### Records supplied
^^^^^^^^^^^^^^^^

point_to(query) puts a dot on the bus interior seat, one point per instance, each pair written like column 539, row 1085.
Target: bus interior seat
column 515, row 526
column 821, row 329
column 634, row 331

^^^^^^^^^^^^^^^^

### Instructions to follow
Please output the data as a two-column CSV with the headers "prompt" and "points", one row for each record. Put each field in double quotes and replace any line breaks with spaces.

### Answer in full
prompt,points
"point_to(query) puts a dot on the bus interior seat, one point per instance, each pair written like column 539, row 1085. Target: bus interior seat","column 515, row 526 column 821, row 329 column 634, row 331"